● Verilen görev 1
Aşağıdaki güç üzerine metne göre şu ifadelerin her biri için evet ya da hayır deyin ve kararı belirleyen sözleri metinden aynen alıntılayın: (a) Yazar güçlü olmayı terk etmesi gereken bir şey olarak görüyor. (b) Güç, yaygın popülasyonda her zaman tahakküm etmeyle bir tutulmuştur. (c) Yazar gücünü niyetlerinin yakıtı olarak tanımlıyor.

● Metin alıntısı
========================

O dönemeçleri biraz geride bıraktığım bu dönemde, kendimi güçlü hissediyorum. Güçlü olmak iyi hissettiriyor, terketmem gereken değil sahip çıkmam gereken bir şey. Güçlü olmaya hakkım var. Güçlü olmam, iyi şeyler yapmama, hayatımı istediğim gibi yaşamama yardımcı oluyor. Öyle tutunduğum ve kendimi tanımladığım bir şey de değil. Gücüm, niyetlerimin yakıtı oluyor.
Ama işimize asıl yarayacak soru şu, belki de hepsinden önce: Güç nedir?
Güç, insanlık tarihi boyunca üzerinde pek çok okuma yapabileceğimiz bir kavram. Kadın-erkek, sınıflar arası, ülkeler arası, hangi pencereden baksak ortak bir şey görüyoruz: Güç, yaygın popülasyonda her zaman tahakküm etme ile bir tutulmuştur. Güçlünün güçsüzü ezdiği, kahramanların değiştiği tüm o hikayelerde, en başta güçlü olanın güçsüzü ezmeye dair karanlık arzusuyla yüzleşiriz. (Biraz derin bakarsak, o “güçlü” nün, kendisine tahakküm edemedikçe etrafında tahakküm kurma arzusunun alevlendiğini de izleriz.)
Gücün içinden, tahakküm etme, birileri veya bir şeyler üzerinde egemenlik sağlama çabasını çıkarın, geri neyi kalır acaba? diye sormaya cüret ediyorum bu yazıda. Güç, kalbi gümbür gümbür attıran, herkesten üstün olmaktan beslenen, saldırgan bir şeyden ziyade; sakin, bilgece bir anlayışa dayalı ve her bedende herkes için ulaşması mümkün bir kararlılık olabilir mi? Böyle kişisel bir güç tanımı sahiden mümkün mü?

========================

● Sağlanan kayıtlar
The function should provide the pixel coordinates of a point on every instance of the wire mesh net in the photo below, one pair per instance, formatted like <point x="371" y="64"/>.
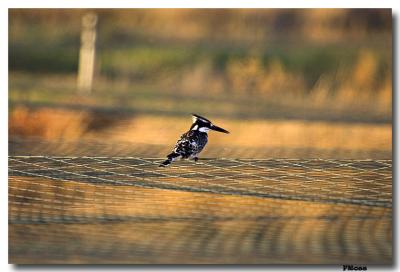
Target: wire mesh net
<point x="128" y="210"/>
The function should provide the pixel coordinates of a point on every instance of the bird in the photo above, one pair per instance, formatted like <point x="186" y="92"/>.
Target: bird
<point x="193" y="141"/>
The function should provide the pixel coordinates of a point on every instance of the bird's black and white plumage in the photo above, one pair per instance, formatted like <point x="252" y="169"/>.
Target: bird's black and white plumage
<point x="192" y="142"/>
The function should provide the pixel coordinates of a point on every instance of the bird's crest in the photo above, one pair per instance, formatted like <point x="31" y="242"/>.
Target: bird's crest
<point x="196" y="117"/>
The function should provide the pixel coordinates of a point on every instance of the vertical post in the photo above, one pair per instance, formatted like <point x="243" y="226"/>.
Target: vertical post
<point x="87" y="53"/>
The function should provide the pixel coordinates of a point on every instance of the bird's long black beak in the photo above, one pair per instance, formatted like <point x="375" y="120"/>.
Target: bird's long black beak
<point x="216" y="128"/>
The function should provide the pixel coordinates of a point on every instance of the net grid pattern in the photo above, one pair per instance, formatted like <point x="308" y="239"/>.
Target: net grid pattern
<point x="129" y="210"/>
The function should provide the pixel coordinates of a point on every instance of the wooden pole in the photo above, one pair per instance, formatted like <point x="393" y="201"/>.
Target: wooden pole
<point x="87" y="53"/>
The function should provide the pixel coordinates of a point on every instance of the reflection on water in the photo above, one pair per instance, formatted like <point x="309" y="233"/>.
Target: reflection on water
<point x="59" y="219"/>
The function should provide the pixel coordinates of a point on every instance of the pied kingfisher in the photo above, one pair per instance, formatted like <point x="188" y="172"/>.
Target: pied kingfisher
<point x="192" y="142"/>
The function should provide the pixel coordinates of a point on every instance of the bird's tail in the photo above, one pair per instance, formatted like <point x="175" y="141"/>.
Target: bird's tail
<point x="170" y="158"/>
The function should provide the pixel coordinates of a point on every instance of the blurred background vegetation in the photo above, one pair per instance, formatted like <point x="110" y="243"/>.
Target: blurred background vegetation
<point x="279" y="79"/>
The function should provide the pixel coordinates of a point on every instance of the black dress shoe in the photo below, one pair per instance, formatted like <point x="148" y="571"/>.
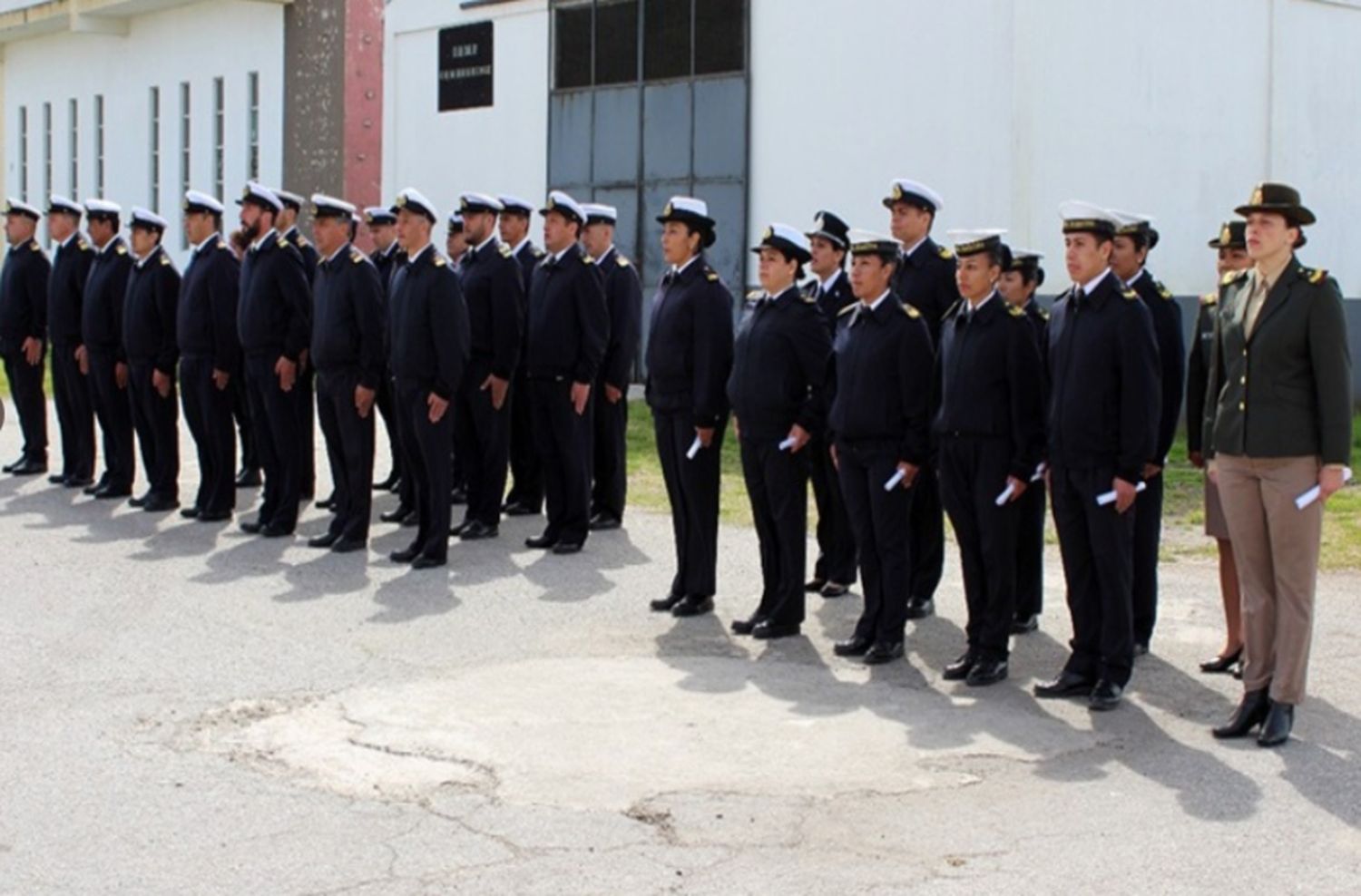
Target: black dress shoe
<point x="852" y="648"/>
<point x="960" y="669"/>
<point x="987" y="672"/>
<point x="1276" y="729"/>
<point x="478" y="531"/>
<point x="1069" y="684"/>
<point x="882" y="653"/>
<point x="664" y="604"/>
<point x="1252" y="711"/>
<point x="693" y="605"/>
<point x="1219" y="664"/>
<point x="1105" y="696"/>
<point x="768" y="629"/>
<point x="745" y="626"/>
<point x="920" y="608"/>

========================

● Verilen görev 2
Yalnızca kayıtlarda "of the blurred" ifadesini içeren satırdan kayıtların sonuna kadar olan kısmı, iki uç da dahil olmak üzere, istekleriyle birlikte yeniden yazın. Bu kısımda yalnızca yanıtlardaki nokta koordinatlarını 2,45 ile çarpın ve tam sayıya yuvarlayın; buçuklu değerleri yukarı yuvarlayın, resimleri ise yanıta koymayın.

● Tamamlanmış yanıt 1
(a) Hayır: "terketmem gereken değil sahip çıkmam gereken bir şey"
(b) Evet: "Güç, yaygın popülasyonda her zaman tahakküm etme ile bir tutulmuştur."
(c) Evet: "Gücüm, niyetlerimin yakıtı oluyor."

● Tamamlanmış yanıt 2
The function should provide the pixel coordinates of a point on every instance of the blurred background vegetation in the photo above, one pair per instance, formatted like <point x="110" y="243"/>.
Target: blurred background vegetation
<point x="684" y="194"/>
The function should provide the pixel coordinates of a point on every instance of the black dress shoe in the photo below, one pair per instance, formatted like <point x="148" y="571"/>.
Target: black dress shoe
<point x="2087" y="1588"/>
<point x="2352" y="1639"/>
<point x="2418" y="1646"/>
<point x="3126" y="1786"/>
<point x="1171" y="1301"/>
<point x="2619" y="1676"/>
<point x="2161" y="1600"/>
<point x="1627" y="1480"/>
<point x="3067" y="1742"/>
<point x="1698" y="1482"/>
<point x="2987" y="1627"/>
<point x="2707" y="1705"/>
<point x="1882" y="1541"/>
<point x="1825" y="1534"/>
<point x="2254" y="1490"/>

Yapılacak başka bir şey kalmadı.